**Your objective**
Reproduce the stretch of the listing below from the line containing "provide the segmentation of tall" through the line containing "[[[84,86],[84,129],[83,155],[89,155],[88,148],[88,90]]]", both ends included. Keep every character unchanged.

**Exercise inputs**
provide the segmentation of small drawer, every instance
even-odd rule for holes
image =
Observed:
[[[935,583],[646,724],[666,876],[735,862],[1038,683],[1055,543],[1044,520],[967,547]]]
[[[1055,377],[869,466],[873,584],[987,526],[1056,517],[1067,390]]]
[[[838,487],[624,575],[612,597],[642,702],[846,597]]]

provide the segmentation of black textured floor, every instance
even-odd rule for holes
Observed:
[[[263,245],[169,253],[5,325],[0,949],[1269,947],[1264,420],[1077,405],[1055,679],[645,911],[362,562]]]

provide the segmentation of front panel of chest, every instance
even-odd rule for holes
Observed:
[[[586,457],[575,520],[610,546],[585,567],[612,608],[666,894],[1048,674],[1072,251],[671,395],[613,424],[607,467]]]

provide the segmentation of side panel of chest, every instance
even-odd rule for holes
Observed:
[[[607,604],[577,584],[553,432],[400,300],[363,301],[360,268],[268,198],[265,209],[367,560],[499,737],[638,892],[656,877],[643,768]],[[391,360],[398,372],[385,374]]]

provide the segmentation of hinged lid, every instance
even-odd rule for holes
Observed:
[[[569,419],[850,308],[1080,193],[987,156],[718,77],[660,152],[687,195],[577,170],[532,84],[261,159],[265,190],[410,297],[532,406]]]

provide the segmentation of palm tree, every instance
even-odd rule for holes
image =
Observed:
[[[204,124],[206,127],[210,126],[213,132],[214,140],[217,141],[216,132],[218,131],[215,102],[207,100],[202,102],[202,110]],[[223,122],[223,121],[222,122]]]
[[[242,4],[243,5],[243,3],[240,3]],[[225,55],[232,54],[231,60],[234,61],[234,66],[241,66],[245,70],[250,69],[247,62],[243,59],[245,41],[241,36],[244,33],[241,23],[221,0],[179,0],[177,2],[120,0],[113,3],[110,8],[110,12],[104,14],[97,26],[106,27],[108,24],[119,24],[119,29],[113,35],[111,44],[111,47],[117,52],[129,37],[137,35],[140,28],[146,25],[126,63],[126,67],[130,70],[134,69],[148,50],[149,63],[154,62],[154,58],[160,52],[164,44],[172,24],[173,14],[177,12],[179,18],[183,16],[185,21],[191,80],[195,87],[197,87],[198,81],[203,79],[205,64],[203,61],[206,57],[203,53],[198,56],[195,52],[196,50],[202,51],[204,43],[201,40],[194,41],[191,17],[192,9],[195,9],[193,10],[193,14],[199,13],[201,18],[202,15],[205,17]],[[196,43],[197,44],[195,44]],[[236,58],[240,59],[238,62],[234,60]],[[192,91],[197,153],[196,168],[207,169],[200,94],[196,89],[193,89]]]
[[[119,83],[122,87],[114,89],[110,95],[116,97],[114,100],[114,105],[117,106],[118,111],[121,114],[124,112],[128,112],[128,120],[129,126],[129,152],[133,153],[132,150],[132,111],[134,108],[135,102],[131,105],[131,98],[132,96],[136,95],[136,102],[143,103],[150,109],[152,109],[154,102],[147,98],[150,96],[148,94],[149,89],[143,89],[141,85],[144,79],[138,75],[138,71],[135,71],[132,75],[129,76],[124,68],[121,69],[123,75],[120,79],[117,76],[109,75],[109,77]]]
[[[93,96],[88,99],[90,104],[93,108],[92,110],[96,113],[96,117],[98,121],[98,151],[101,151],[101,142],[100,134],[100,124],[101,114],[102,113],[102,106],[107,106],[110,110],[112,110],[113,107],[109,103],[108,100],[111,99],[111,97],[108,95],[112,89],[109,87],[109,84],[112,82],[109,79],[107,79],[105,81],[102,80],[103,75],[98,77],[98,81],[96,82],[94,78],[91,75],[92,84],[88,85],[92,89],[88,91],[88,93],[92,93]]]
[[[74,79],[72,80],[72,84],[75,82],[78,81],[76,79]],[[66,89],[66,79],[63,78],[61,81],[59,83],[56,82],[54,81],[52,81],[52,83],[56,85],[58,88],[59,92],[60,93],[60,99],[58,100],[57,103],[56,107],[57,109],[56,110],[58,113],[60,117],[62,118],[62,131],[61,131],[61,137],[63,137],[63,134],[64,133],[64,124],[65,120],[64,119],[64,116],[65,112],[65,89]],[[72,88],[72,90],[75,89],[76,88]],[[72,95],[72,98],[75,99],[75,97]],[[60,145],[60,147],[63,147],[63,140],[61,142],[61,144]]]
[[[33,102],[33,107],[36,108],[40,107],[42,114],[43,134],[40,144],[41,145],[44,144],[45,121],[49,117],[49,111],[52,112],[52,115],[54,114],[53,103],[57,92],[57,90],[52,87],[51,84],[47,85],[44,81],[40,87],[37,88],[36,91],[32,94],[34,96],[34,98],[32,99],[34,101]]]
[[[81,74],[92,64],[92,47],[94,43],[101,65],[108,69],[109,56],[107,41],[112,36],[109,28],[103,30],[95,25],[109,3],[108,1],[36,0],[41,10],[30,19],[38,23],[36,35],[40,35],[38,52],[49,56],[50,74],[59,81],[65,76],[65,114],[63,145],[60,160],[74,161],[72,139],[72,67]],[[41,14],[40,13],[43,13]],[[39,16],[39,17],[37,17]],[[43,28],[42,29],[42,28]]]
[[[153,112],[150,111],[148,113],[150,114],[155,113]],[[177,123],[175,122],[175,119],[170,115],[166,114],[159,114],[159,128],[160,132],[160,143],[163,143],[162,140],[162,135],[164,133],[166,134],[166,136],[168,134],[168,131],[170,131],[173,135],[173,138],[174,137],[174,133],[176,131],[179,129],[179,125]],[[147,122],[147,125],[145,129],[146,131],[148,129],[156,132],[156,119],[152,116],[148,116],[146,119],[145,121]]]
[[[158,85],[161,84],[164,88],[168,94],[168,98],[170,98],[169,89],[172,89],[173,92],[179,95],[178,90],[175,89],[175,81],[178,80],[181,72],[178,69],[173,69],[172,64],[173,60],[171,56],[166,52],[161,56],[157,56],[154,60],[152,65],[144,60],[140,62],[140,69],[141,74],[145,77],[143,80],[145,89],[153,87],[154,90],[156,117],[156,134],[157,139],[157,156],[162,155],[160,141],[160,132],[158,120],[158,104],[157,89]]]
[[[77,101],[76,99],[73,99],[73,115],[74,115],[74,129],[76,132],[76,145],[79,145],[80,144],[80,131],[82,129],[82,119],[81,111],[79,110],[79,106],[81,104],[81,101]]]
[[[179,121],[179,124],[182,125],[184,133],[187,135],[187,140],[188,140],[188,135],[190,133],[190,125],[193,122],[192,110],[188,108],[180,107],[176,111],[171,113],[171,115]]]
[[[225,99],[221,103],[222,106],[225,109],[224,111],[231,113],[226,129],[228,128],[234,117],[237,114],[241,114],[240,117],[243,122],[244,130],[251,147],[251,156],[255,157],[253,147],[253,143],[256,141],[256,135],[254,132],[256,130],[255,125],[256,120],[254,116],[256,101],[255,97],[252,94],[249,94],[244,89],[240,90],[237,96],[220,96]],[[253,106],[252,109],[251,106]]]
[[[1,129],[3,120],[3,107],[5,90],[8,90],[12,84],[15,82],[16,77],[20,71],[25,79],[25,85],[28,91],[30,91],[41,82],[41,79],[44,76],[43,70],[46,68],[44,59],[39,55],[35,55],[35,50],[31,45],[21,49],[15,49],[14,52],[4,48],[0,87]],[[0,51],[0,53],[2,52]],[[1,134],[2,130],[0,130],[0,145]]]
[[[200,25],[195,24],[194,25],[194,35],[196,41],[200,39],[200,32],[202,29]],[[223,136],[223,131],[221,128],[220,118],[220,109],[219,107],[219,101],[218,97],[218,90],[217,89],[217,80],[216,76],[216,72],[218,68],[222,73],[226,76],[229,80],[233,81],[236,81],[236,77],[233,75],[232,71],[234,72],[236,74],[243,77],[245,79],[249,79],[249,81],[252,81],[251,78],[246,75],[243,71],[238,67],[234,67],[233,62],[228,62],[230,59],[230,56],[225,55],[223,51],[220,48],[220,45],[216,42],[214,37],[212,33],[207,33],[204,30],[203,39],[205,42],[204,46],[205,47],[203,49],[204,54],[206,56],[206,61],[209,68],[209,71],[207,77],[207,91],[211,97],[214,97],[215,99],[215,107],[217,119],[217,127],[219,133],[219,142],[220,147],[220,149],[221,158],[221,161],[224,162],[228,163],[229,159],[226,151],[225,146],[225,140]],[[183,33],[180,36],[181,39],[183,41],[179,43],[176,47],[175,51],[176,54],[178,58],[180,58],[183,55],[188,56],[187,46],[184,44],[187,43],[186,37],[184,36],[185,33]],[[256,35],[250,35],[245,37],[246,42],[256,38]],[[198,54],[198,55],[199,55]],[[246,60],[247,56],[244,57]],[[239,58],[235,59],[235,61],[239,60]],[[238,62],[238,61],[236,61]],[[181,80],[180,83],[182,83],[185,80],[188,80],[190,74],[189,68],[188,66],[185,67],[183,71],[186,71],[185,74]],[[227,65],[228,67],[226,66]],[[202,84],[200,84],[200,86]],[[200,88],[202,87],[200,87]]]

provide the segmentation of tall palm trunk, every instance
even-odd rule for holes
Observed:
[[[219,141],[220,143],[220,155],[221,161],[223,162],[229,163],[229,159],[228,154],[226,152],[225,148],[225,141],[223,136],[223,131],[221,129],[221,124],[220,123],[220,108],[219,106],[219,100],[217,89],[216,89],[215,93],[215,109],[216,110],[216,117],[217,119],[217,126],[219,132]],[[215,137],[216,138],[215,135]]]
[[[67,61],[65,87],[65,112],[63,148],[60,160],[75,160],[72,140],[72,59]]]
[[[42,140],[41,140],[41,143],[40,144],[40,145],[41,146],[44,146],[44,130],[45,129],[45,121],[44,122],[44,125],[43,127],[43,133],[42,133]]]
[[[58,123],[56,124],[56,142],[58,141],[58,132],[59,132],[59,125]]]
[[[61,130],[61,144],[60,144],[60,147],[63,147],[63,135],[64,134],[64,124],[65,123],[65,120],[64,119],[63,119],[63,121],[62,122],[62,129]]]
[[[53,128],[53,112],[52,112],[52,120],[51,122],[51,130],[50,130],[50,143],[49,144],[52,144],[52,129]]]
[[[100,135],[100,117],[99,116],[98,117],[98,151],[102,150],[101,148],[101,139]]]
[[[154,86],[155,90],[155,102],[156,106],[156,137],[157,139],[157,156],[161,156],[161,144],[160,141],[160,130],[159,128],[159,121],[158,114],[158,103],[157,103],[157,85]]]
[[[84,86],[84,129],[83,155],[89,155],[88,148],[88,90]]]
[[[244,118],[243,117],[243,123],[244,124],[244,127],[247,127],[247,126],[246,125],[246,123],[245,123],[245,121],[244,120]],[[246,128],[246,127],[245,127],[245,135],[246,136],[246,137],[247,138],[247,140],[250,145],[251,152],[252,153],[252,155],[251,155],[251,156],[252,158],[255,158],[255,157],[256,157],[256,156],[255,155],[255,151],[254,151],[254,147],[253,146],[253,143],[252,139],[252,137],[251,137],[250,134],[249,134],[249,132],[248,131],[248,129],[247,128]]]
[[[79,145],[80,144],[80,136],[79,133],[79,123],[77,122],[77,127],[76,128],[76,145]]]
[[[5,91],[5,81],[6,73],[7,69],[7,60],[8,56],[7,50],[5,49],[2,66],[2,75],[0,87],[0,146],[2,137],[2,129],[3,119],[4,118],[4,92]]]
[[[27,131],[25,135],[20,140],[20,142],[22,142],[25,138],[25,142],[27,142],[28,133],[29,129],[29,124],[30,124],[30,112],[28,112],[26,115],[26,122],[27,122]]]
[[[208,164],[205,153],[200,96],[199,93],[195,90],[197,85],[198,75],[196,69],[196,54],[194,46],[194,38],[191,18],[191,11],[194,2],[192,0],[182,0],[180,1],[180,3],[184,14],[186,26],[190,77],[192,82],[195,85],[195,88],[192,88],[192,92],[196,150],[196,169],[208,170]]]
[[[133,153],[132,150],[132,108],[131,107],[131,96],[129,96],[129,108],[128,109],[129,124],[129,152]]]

**Task result**
provide the segmentation of tall palm trunk, every instance
even-odd rule for holes
Observed:
[[[219,141],[220,143],[220,155],[221,161],[223,162],[229,163],[229,159],[228,154],[226,152],[225,148],[225,141],[223,136],[223,131],[221,129],[221,124],[220,123],[220,108],[219,106],[219,100],[217,89],[216,89],[215,93],[215,109],[216,110],[216,117],[217,119],[217,126],[219,132]],[[215,137],[216,138],[215,135]]]
[[[67,61],[65,87],[65,112],[63,148],[60,160],[75,160],[72,140],[72,59]]]
[[[42,140],[41,140],[41,143],[40,144],[40,145],[41,146],[44,146],[44,130],[45,129],[45,121],[44,122],[44,125],[43,127],[43,133],[42,133]]]
[[[58,123],[56,124],[56,142],[58,141],[58,132],[59,132],[59,125]]]
[[[61,130],[61,144],[60,144],[60,147],[63,147],[63,135],[64,134],[64,124],[65,123],[65,120],[64,119],[63,119],[63,121],[62,122],[62,129]]]
[[[53,128],[53,112],[52,112],[52,120],[51,122],[51,130],[50,130],[50,143],[49,144],[52,144],[52,129]]]
[[[100,135],[100,117],[99,116],[98,117],[98,151],[102,150],[101,148],[101,139]]]
[[[154,86],[155,90],[155,102],[156,106],[156,137],[157,139],[157,156],[161,156],[161,144],[160,141],[160,130],[159,128],[159,121],[158,114],[158,103],[157,103],[157,85]]]
[[[84,86],[84,129],[83,155],[89,155],[88,148],[88,90]]]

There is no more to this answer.